◆ TEXT PASSAGE ◆
Cynthia is ecstatic.

Her application to the Lagos State Employment Trust Fund (LSETF) was successful. Her Business, Cynthia’s Cakes is now a proud beneficiary of a N5 million LSETF loan at just 5%! She plans to use the funds to expand her business to other locations within Lagos.

Now that her business will be funded by a loan, she knows she has to be more accountable with her business finances and cannot continue as usual. She scheduled a session with Mrs. Adesuwa, her mentor who runs a chain of make-up outlets.

At the end of the session, Cynthia is convinced Mrs. Adesuwa’s tips should be shared with others. She knows many business would benefit from such wealth of knowledge, so Cynthia put pen to paper and wrote the post below to share with the LSETF so they can share with other beneficiaries.

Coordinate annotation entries
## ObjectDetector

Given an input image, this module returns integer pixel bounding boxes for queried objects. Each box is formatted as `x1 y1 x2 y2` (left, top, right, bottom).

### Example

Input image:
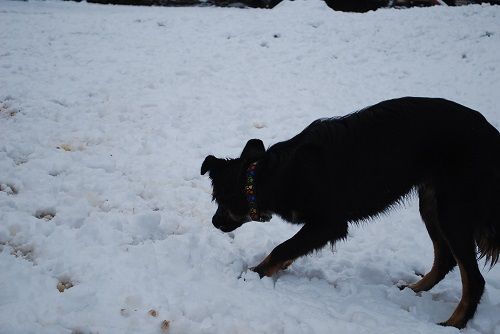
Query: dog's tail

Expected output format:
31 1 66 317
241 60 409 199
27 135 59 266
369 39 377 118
475 222 500 269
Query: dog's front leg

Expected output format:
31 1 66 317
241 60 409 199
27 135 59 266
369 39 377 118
252 224 347 278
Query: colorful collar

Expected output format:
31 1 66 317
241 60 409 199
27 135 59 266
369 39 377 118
245 161 263 222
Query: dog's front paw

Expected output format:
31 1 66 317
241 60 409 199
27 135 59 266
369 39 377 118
250 266 267 278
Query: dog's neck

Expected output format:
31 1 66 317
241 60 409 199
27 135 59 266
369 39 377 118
245 161 262 221
245 161 272 222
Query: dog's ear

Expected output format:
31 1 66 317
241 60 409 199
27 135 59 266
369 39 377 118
241 139 266 160
201 155 219 175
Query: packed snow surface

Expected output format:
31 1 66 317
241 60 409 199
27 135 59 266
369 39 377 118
0 0 500 334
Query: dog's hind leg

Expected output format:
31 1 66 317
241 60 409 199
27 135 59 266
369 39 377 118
408 185 457 292
252 223 347 277
438 194 484 328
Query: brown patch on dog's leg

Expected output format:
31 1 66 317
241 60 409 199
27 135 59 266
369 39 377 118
408 184 456 292
440 262 484 328
252 254 294 278
408 241 456 292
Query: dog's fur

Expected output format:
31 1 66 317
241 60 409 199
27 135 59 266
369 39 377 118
201 97 500 328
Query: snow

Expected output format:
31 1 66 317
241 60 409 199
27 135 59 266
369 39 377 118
0 0 500 334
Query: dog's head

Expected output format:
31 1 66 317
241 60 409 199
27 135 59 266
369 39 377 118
201 139 266 232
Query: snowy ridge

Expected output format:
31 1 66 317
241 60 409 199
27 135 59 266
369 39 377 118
0 0 500 334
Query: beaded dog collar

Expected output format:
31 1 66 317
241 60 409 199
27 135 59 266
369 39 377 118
245 162 263 222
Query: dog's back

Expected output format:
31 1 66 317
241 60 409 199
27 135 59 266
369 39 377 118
201 97 500 328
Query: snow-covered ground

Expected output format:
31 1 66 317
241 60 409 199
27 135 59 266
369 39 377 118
0 0 500 334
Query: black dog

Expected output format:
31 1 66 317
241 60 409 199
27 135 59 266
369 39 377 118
201 97 500 328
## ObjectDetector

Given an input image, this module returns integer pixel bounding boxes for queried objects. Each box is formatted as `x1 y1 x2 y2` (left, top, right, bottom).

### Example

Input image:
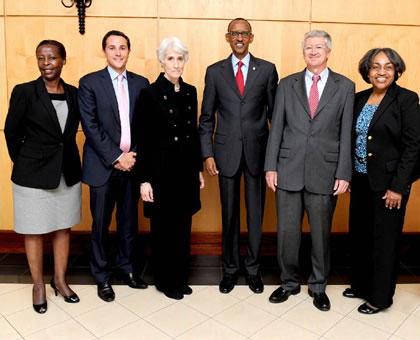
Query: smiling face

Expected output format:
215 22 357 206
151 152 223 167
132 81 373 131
161 50 185 83
303 37 331 74
368 52 395 90
36 45 66 81
104 35 130 74
225 20 254 59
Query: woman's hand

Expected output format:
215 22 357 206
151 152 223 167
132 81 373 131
199 171 205 189
140 182 154 202
382 190 402 209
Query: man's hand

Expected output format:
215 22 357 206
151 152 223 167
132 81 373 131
114 151 137 171
382 189 402 209
140 182 154 202
205 157 219 176
334 178 350 196
265 171 277 192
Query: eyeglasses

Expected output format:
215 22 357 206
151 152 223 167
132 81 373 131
229 31 252 39
370 65 394 72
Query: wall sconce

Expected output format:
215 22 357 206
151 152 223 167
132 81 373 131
61 0 92 34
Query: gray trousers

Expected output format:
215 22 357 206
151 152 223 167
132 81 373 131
276 189 337 293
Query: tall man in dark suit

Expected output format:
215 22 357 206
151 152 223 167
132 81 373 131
199 18 278 293
264 31 354 311
78 31 149 302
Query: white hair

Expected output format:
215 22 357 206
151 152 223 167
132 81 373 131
302 30 332 52
156 37 190 63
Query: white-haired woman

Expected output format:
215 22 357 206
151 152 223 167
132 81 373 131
136 37 204 300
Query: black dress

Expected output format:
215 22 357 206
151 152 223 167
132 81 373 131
135 73 202 290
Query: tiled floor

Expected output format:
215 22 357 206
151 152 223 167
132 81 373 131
0 284 420 340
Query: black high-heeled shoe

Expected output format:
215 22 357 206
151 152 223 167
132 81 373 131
50 278 80 303
32 288 48 314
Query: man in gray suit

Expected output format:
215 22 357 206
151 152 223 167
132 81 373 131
199 18 278 293
264 30 354 311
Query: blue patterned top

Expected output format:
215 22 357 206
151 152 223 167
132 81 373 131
354 104 379 174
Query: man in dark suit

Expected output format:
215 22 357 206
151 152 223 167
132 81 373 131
264 31 354 311
199 18 278 293
78 31 149 302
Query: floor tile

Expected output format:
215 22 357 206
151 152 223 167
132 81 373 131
349 307 408 334
48 285 107 317
245 286 302 316
182 286 240 316
176 319 246 340
75 302 139 337
251 318 319 340
6 301 70 337
213 301 275 337
281 300 344 335
144 302 207 337
118 286 175 317
394 315 420 340
0 315 22 340
324 318 391 340
25 319 96 340
100 320 171 340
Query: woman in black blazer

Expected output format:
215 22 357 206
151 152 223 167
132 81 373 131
4 40 81 313
343 48 420 314
136 38 204 300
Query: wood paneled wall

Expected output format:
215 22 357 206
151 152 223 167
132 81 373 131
0 0 420 232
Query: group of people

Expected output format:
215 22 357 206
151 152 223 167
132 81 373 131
5 18 420 314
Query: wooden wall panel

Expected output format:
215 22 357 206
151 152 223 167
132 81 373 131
6 17 158 95
312 0 420 26
2 0 157 17
158 0 311 21
312 23 420 93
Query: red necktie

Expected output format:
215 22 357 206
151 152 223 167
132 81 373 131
309 75 321 119
236 61 245 96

◆ WHAT TO WORK ON ◆
Reproduce the passage about Cynthia's loan, starting at "Her application to" and ending at "of make-up outlets.".

◆ THE OUTPUT ◆
Her application to the Lagos State Employment Trust Fund (LSETF) was successful. Her Business, Cynthia’s Cakes is now a proud beneficiary of a N5 million LSETF loan at just 5%! She plans to use the funds to expand her business to other locations within Lagos.

Now that her business will be funded by a loan, she knows she has to be more accountable with her business finances and cannot continue as usual. She scheduled a session with Mrs. Adesuwa, her mentor who runs a chain of make-up outlets.